Volcker Shock - Federal Reserve Raises Rates to 20%, Recession Begins

| Importance: 10/10 | Status: confirmed

On October 6, 1979, Federal Reserve Chairman Paul Volcker announced dramatic steps to combat inflation, fundamentally transforming monetary policy by switching from targeting interest rates to targeting the money supply. Appointed by President Jimmy Carter in August 1979 to replace William Miller, Volcker took office amid stagflation—a combination of slow economic growth and high inflation that had reached 14% by 1980, up from just 1% in 1965. Volcker’s radical policy shift raised the federal funds rate from an average of 11.2% in 1979 to a peak of 20% in June 1981, while the prime rate rose to 21.5% in 1981. These were historically unprecedented interest rates designed to break inflationary expectations by crushing economic activity.

The Volcker Shock successfully reduced inflation, which fell from a peak of 14.8% in March 1980 to below 3% by 1983. However, the aggressive rate increases triggered two severe recessions in 1980 and 1981-1982, causing significant economic contraction with GDP declining sharply. Unemployment peaked at approximately 10.8% in 1982 as high interest rates destroyed businesses and jobs across manufacturing and construction sectors. The policy also sparked debt defaults among developing countries in Latin America that had borrowed in U.S. dollars, creating a global debt crisis. The intentional recession was designed to discipline labor and break union bargaining power by creating a massive pool of unemployed workers desperate for any job at any wage.

Records shown
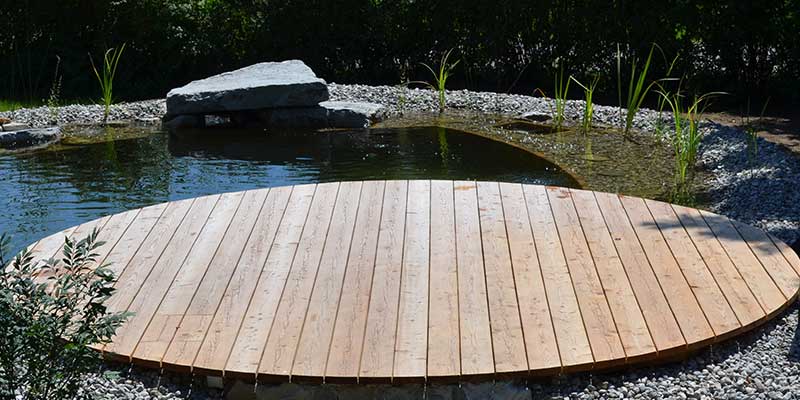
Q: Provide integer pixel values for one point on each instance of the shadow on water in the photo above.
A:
(82, 179)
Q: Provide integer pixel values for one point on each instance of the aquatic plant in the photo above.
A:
(110, 61)
(440, 78)
(687, 134)
(560, 91)
(54, 99)
(588, 109)
(47, 324)
(637, 90)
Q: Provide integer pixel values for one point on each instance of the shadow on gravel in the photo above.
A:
(709, 359)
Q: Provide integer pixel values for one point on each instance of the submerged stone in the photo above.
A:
(266, 85)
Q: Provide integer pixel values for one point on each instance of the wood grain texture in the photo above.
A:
(568, 324)
(377, 354)
(537, 325)
(426, 281)
(346, 343)
(601, 327)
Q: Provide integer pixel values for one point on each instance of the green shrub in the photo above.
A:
(47, 324)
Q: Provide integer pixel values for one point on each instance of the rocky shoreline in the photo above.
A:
(760, 190)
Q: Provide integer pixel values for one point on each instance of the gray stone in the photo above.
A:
(14, 126)
(328, 114)
(28, 137)
(265, 85)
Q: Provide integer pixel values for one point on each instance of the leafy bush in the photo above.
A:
(46, 324)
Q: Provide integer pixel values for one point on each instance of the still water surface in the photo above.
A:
(49, 190)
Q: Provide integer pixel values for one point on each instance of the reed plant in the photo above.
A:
(440, 77)
(106, 77)
(588, 109)
(560, 91)
(687, 134)
(54, 99)
(660, 126)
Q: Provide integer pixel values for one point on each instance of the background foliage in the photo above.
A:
(746, 48)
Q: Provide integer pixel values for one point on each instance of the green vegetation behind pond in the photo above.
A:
(502, 47)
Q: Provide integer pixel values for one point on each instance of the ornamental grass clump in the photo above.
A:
(687, 134)
(50, 313)
(560, 91)
(637, 86)
(588, 109)
(106, 78)
(440, 78)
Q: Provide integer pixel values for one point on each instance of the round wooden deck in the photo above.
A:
(425, 280)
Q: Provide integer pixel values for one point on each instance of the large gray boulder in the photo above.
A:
(28, 137)
(266, 85)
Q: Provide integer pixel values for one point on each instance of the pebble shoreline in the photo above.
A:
(760, 190)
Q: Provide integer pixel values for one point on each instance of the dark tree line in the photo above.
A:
(748, 48)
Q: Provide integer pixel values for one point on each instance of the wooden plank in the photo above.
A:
(625, 308)
(152, 290)
(249, 344)
(224, 329)
(288, 323)
(771, 258)
(790, 255)
(191, 329)
(411, 345)
(751, 270)
(314, 341)
(476, 337)
(141, 264)
(122, 252)
(113, 231)
(734, 288)
(168, 313)
(664, 328)
(573, 343)
(600, 325)
(682, 300)
(444, 357)
(348, 333)
(537, 324)
(377, 355)
(508, 340)
(712, 300)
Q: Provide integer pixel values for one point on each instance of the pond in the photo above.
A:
(49, 190)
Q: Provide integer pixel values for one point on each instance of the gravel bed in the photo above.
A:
(760, 190)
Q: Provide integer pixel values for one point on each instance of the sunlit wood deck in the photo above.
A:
(426, 280)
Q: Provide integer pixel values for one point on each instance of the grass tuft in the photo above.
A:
(588, 110)
(110, 62)
(440, 78)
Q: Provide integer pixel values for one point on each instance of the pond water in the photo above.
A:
(49, 190)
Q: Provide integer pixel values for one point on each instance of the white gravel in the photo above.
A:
(764, 364)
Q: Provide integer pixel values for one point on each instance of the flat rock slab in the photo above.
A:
(28, 137)
(328, 114)
(266, 85)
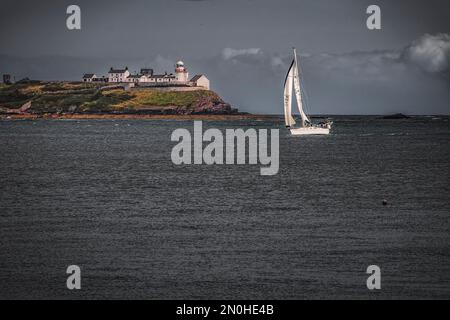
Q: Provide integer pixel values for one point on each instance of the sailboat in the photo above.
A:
(306, 127)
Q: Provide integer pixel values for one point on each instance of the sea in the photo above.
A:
(104, 195)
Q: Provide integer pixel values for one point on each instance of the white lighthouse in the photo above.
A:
(181, 73)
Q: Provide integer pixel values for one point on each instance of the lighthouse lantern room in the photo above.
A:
(181, 73)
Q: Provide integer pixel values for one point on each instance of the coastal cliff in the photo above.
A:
(93, 98)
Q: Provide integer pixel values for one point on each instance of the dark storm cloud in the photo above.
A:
(244, 48)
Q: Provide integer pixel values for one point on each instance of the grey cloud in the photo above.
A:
(430, 52)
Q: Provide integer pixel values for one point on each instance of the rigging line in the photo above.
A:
(305, 93)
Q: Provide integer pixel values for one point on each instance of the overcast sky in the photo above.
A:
(244, 48)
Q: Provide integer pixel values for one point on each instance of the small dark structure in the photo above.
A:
(146, 71)
(396, 116)
(7, 79)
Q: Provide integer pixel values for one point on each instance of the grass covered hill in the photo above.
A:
(80, 97)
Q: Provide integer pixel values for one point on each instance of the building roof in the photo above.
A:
(197, 76)
(117, 70)
(162, 76)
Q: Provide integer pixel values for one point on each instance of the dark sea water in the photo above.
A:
(105, 195)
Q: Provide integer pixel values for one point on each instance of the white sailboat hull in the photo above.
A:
(309, 131)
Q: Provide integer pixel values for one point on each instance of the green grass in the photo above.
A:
(84, 97)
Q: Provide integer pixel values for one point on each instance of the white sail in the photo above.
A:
(288, 119)
(306, 128)
(297, 90)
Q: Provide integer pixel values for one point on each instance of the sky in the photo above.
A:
(244, 48)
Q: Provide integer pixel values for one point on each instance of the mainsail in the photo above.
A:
(292, 78)
(288, 119)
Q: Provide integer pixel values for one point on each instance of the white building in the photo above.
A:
(89, 77)
(118, 75)
(180, 78)
(200, 80)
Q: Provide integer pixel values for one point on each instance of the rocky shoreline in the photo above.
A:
(88, 100)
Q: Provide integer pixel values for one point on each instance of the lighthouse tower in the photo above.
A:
(181, 73)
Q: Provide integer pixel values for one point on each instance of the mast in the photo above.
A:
(297, 90)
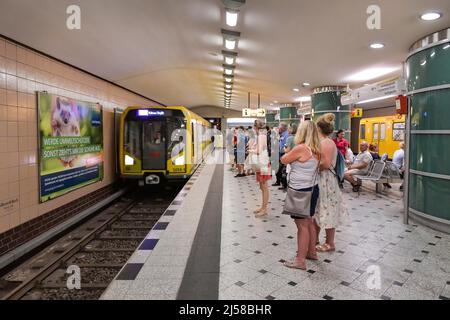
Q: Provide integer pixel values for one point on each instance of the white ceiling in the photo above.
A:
(169, 50)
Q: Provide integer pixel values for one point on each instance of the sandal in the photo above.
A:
(325, 248)
(295, 265)
(261, 214)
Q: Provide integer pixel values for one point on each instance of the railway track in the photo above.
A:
(97, 249)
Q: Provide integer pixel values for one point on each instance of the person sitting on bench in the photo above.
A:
(360, 166)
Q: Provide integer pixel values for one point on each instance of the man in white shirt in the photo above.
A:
(360, 166)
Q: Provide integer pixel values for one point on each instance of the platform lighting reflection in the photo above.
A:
(377, 46)
(371, 73)
(228, 72)
(229, 60)
(431, 16)
(230, 44)
(231, 17)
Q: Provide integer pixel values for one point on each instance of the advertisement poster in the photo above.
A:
(70, 145)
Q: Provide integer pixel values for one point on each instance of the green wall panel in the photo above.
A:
(430, 196)
(430, 153)
(425, 69)
(431, 110)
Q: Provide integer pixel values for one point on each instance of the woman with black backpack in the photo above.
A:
(330, 210)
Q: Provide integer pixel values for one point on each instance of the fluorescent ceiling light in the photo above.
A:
(230, 44)
(229, 60)
(377, 45)
(231, 17)
(304, 99)
(431, 16)
(371, 73)
(377, 99)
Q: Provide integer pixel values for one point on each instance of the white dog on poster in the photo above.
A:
(66, 123)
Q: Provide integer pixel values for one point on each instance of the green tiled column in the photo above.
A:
(330, 102)
(288, 115)
(270, 120)
(428, 80)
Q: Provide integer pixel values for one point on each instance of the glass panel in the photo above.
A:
(428, 153)
(431, 110)
(133, 138)
(430, 196)
(429, 68)
(375, 132)
(383, 131)
(398, 131)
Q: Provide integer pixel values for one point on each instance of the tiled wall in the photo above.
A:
(22, 73)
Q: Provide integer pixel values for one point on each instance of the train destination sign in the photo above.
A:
(254, 113)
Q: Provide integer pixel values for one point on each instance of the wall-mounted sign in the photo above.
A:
(254, 113)
(357, 113)
(9, 205)
(70, 145)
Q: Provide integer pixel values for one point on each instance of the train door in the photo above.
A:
(154, 145)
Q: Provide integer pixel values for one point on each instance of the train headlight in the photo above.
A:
(179, 161)
(129, 161)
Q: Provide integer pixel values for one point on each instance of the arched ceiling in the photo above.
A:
(170, 50)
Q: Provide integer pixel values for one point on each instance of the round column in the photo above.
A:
(428, 79)
(289, 115)
(328, 100)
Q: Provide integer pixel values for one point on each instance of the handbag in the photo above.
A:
(298, 203)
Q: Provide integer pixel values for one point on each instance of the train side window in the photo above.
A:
(398, 131)
(383, 131)
(375, 131)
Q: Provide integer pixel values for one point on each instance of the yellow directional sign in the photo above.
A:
(357, 113)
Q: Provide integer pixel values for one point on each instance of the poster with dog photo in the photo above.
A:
(70, 144)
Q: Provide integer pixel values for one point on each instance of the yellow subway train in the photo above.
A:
(161, 144)
(387, 132)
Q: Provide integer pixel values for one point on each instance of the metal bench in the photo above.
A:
(375, 174)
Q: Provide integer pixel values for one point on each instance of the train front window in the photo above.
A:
(176, 135)
(363, 131)
(383, 131)
(398, 132)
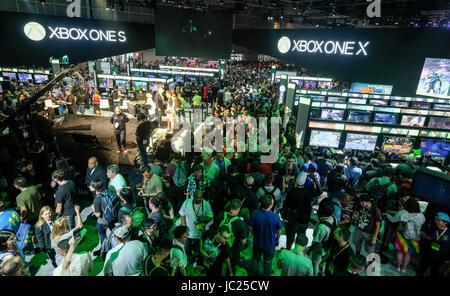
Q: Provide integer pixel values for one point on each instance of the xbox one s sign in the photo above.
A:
(323, 47)
(37, 32)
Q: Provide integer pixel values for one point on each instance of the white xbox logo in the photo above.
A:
(34, 31)
(284, 44)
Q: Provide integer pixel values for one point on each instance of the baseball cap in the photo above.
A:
(121, 232)
(443, 216)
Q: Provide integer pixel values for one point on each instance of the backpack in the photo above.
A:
(379, 191)
(228, 219)
(138, 215)
(179, 178)
(111, 205)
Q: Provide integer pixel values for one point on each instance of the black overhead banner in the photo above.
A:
(30, 39)
(383, 56)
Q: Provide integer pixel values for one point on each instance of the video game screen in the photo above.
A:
(25, 77)
(417, 121)
(439, 122)
(40, 78)
(378, 102)
(361, 117)
(138, 85)
(399, 104)
(361, 142)
(420, 105)
(12, 76)
(435, 148)
(357, 101)
(324, 139)
(309, 84)
(435, 78)
(332, 114)
(336, 99)
(105, 83)
(324, 85)
(397, 145)
(385, 118)
(441, 107)
(123, 84)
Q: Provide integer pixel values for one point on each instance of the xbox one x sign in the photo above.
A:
(37, 32)
(323, 47)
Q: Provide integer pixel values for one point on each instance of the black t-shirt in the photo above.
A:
(67, 195)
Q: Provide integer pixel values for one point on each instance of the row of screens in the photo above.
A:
(177, 78)
(23, 77)
(311, 84)
(375, 102)
(383, 118)
(396, 145)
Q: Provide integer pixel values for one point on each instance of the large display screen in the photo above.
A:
(25, 77)
(361, 117)
(324, 139)
(190, 33)
(439, 122)
(38, 78)
(397, 145)
(138, 85)
(435, 148)
(361, 142)
(12, 76)
(385, 118)
(417, 121)
(435, 78)
(332, 114)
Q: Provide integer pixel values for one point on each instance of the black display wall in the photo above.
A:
(394, 55)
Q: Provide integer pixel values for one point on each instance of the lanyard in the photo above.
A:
(438, 237)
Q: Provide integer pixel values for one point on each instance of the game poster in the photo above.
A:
(435, 78)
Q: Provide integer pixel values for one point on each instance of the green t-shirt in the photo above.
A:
(196, 100)
(29, 198)
(392, 189)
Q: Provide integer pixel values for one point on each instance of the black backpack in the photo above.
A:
(378, 191)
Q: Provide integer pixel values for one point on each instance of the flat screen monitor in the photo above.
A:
(416, 121)
(441, 107)
(357, 101)
(138, 85)
(336, 99)
(361, 142)
(12, 76)
(435, 78)
(39, 78)
(397, 145)
(439, 123)
(309, 84)
(324, 138)
(25, 77)
(432, 186)
(361, 117)
(420, 105)
(399, 104)
(435, 148)
(324, 85)
(385, 118)
(378, 102)
(123, 84)
(329, 114)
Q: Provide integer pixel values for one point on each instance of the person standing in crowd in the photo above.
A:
(95, 171)
(66, 198)
(266, 227)
(294, 262)
(119, 120)
(142, 137)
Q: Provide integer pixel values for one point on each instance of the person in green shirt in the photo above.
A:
(388, 173)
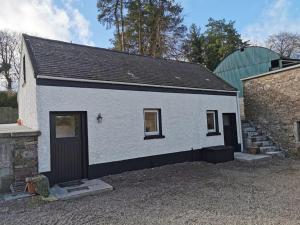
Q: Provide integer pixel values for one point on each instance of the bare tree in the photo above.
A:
(285, 43)
(9, 58)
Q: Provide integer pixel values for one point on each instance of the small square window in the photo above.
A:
(67, 126)
(151, 118)
(211, 121)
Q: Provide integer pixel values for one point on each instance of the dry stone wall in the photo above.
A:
(273, 103)
(18, 157)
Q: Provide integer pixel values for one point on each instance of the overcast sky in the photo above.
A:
(75, 20)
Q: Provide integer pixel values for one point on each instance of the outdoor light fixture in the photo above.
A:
(99, 118)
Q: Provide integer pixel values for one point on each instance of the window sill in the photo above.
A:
(149, 137)
(213, 134)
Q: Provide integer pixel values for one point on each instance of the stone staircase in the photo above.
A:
(254, 137)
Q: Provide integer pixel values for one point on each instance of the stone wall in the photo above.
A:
(273, 103)
(18, 157)
(8, 115)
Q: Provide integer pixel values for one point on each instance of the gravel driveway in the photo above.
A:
(187, 193)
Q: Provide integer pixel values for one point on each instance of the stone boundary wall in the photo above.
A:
(8, 115)
(272, 102)
(18, 157)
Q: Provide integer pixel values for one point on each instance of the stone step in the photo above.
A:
(252, 133)
(259, 138)
(280, 154)
(266, 149)
(262, 143)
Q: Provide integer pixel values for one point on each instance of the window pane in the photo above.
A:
(67, 126)
(151, 122)
(210, 121)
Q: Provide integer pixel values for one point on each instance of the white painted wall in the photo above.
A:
(120, 136)
(27, 93)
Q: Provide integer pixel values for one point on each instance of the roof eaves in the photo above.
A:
(31, 54)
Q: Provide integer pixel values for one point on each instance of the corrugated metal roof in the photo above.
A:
(245, 63)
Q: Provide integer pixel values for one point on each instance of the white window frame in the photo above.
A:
(157, 122)
(214, 116)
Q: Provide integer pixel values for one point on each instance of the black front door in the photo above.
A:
(68, 146)
(230, 130)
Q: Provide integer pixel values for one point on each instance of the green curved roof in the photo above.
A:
(245, 63)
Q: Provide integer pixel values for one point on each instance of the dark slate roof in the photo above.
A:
(67, 60)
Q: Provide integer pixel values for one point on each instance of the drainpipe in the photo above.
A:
(239, 121)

Work task
Pick up the piece on the Volcker Shock where it stops and write the next paragraph.

Response below
The Volcker Shock marked a decisive turning point in the class war dimension of American economic policy, deliberately using recession and mass unemployment as tools to suppress wages and worker organizing. While framed as necessary medicine to cure inflation, the policy represented a conscious choice to make working people bear the costs of economic stabilization through job loss and wage stagnation rather than using alternative approaches like wage-price coordination, industrial policy, or progressive taxation. The shock restored Federal Reserve credibility with financial markets by demonstrating willingness to impose brutal austerity regardless of human costs, laying the groundwork for the Federal Reserve’s role as enforcer of capital discipline over labor. Combined with Reagan’s union-busting and deregulation agenda that began in 1981, the Volcker Shock helped cement the neoliberal transformation of American capitalism, shifting power decisively from workers to capital, from manufacturing to finance, and establishing unemployment as an acceptable policy tool for controlling inflation—a doctrine that would guide monetary policy for the next four decades.